__TASK TO COMPLETE__:
From the top of the material through the line with "[208,59,242,153]", write out every line again, including the ones that begin "User query:", and shift each bounding box coordinate in the answers up by 87. Leave the image itself out of your answer.

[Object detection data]
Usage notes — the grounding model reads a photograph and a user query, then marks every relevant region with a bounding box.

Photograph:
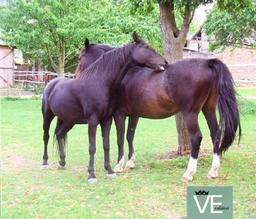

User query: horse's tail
[208,59,242,153]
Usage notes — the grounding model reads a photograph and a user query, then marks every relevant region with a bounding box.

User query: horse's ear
[84,38,90,49]
[132,31,140,43]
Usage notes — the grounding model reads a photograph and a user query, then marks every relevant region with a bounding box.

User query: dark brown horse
[78,40,241,181]
[42,34,166,182]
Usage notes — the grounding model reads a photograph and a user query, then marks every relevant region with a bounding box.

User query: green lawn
[1,90,256,219]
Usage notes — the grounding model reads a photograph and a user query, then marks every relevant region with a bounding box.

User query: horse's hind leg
[203,108,220,179]
[43,110,54,166]
[183,113,202,182]
[114,112,126,173]
[100,117,116,178]
[125,117,139,169]
[55,119,74,168]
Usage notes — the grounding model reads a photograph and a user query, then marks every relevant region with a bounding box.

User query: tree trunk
[58,39,65,76]
[159,3,191,155]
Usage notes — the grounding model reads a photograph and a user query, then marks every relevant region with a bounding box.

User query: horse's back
[166,59,215,111]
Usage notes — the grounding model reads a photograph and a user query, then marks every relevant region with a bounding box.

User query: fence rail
[13,70,74,92]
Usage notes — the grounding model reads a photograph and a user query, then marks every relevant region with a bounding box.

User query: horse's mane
[79,43,114,58]
[79,43,135,79]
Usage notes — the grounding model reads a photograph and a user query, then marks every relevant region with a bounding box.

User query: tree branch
[45,45,58,72]
[179,4,195,43]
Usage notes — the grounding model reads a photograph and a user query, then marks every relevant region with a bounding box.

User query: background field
[1,88,256,219]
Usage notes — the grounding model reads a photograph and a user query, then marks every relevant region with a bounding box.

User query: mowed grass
[1,90,256,219]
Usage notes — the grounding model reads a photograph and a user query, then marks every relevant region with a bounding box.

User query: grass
[1,90,256,219]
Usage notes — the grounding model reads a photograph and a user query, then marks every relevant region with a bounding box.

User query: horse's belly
[123,98,178,119]
[50,90,87,124]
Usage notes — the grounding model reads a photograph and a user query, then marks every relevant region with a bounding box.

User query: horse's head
[75,38,113,77]
[132,33,168,70]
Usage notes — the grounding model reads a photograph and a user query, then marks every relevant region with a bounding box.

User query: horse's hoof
[207,172,218,179]
[107,173,117,179]
[88,178,97,184]
[42,160,48,165]
[58,164,66,170]
[40,164,49,170]
[114,164,124,173]
[125,160,135,170]
[182,174,193,183]
[114,156,125,173]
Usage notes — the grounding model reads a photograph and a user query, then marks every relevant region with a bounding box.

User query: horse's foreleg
[43,108,54,167]
[203,110,220,179]
[88,117,99,183]
[100,117,116,177]
[114,112,126,173]
[183,113,202,182]
[55,119,74,169]
[125,117,139,169]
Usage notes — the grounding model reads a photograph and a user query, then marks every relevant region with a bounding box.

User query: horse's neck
[100,44,134,88]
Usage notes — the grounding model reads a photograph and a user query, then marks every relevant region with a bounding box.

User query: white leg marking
[40,164,49,170]
[88,178,97,184]
[125,154,135,170]
[114,156,125,173]
[182,157,197,182]
[207,154,220,179]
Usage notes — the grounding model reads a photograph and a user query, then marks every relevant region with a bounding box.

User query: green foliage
[204,1,256,50]
[0,0,164,71]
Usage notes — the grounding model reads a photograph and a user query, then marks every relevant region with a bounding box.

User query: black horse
[77,40,241,181]
[42,34,166,182]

__RESULT__:
Usage notes — the grounding model reads a photograph and a user query, then marks every relevant region with a bounding box.

Photograph:

User query: horse's tail
[295,146,329,240]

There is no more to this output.